→ **Task to carry out**: Write out again, word for word, the lines below from the line that holds "Query: blue sky" through the line that holds "point(425, 290)", omitting pictures.

Image point grounding data:
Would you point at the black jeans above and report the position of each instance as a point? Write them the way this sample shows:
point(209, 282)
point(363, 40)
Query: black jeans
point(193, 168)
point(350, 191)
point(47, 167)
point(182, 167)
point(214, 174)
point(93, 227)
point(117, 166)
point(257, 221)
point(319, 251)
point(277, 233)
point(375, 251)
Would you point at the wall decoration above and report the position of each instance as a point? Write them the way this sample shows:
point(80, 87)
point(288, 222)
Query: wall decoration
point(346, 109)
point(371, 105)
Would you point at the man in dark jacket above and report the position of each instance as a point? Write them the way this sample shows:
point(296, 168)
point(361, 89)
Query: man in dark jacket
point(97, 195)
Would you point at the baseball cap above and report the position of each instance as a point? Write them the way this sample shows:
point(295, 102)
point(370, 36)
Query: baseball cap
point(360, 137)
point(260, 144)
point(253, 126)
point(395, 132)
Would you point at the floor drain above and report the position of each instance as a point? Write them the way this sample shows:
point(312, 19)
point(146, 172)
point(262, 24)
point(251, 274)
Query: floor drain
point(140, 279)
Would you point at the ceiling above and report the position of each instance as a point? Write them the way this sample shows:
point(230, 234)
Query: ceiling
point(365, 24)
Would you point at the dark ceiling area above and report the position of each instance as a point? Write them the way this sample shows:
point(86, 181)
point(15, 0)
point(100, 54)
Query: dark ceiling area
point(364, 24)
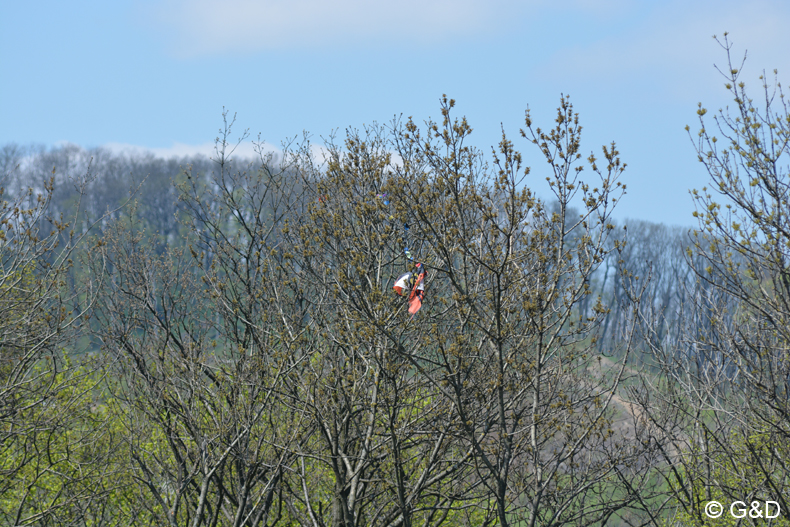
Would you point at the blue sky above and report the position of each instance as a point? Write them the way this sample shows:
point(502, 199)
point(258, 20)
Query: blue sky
point(156, 75)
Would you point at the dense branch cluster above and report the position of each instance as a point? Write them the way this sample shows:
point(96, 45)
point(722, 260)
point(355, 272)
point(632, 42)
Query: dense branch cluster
point(225, 349)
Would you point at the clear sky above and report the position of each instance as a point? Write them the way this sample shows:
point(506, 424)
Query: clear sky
point(157, 74)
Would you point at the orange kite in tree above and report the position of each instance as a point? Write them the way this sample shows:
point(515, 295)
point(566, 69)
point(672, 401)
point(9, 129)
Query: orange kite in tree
point(413, 285)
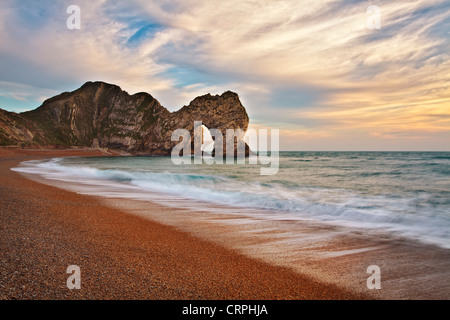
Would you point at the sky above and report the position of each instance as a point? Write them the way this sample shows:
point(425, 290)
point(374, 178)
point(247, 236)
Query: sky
point(311, 68)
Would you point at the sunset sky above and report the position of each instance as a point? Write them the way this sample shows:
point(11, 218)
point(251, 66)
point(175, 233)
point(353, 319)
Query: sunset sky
point(311, 68)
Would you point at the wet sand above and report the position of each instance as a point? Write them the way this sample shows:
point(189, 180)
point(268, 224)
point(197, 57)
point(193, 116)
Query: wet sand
point(45, 229)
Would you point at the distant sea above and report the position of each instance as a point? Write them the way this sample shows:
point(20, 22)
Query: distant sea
point(405, 193)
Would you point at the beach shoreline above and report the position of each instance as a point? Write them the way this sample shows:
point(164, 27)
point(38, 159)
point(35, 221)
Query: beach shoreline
point(121, 256)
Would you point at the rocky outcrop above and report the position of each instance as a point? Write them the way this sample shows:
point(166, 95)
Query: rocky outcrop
point(101, 115)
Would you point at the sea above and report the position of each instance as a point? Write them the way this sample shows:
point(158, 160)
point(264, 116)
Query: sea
point(406, 194)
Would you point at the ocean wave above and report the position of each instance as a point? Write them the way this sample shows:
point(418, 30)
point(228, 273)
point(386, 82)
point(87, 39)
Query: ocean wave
point(341, 206)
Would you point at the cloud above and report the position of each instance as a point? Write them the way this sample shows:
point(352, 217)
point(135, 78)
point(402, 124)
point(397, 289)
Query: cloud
point(310, 67)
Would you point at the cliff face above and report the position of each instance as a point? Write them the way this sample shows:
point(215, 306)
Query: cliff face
point(102, 115)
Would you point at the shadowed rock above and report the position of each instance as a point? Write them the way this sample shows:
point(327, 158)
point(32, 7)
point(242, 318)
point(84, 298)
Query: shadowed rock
point(101, 115)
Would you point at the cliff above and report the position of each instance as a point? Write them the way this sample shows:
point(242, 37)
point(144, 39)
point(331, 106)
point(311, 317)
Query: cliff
point(101, 115)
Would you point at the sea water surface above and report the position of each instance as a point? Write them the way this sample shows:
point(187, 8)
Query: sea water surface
point(405, 193)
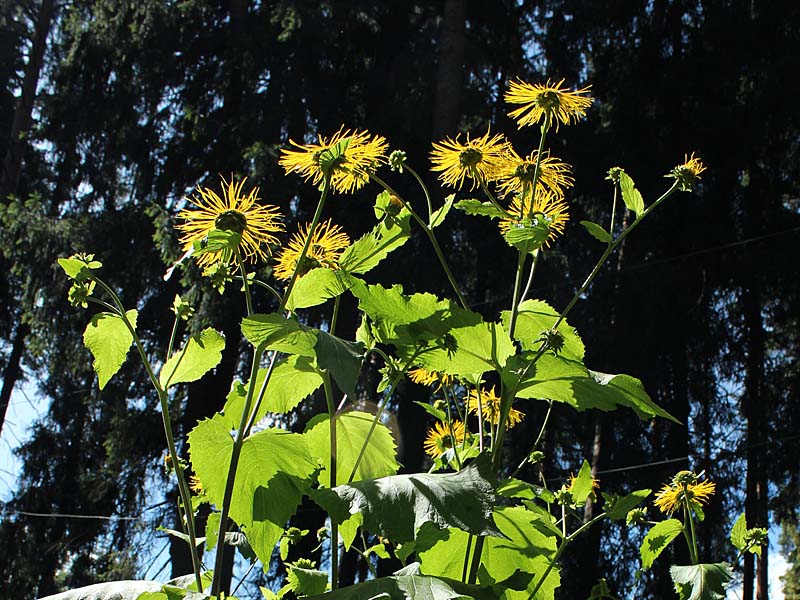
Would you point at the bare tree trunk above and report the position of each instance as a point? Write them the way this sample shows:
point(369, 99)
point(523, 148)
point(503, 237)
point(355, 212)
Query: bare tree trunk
point(449, 77)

→ **Solution to the exercise**:
Query: blue sky
point(156, 75)
Would you point at the dense branch cluster above and report the position of each instance as a point? Write them the way this sample shows:
point(96, 45)
point(722, 260)
point(355, 272)
point(632, 42)
Query: dense branch cluster
point(225, 349)
Would you point at the clear sky above and report the position of each instance as a point? Write them the way this sample shows:
point(506, 424)
Query: clear sky
point(157, 74)
Would you point at the orange kite in tree above and report the position of each instance as a point? Write them the way this sample shows:
point(515, 295)
point(566, 69)
point(672, 401)
point(9, 129)
Query: orange kite in tree
point(413, 285)
Would you point at the sky above and report the position of each instance as a point? Write them the way this sample shows:
point(425, 290)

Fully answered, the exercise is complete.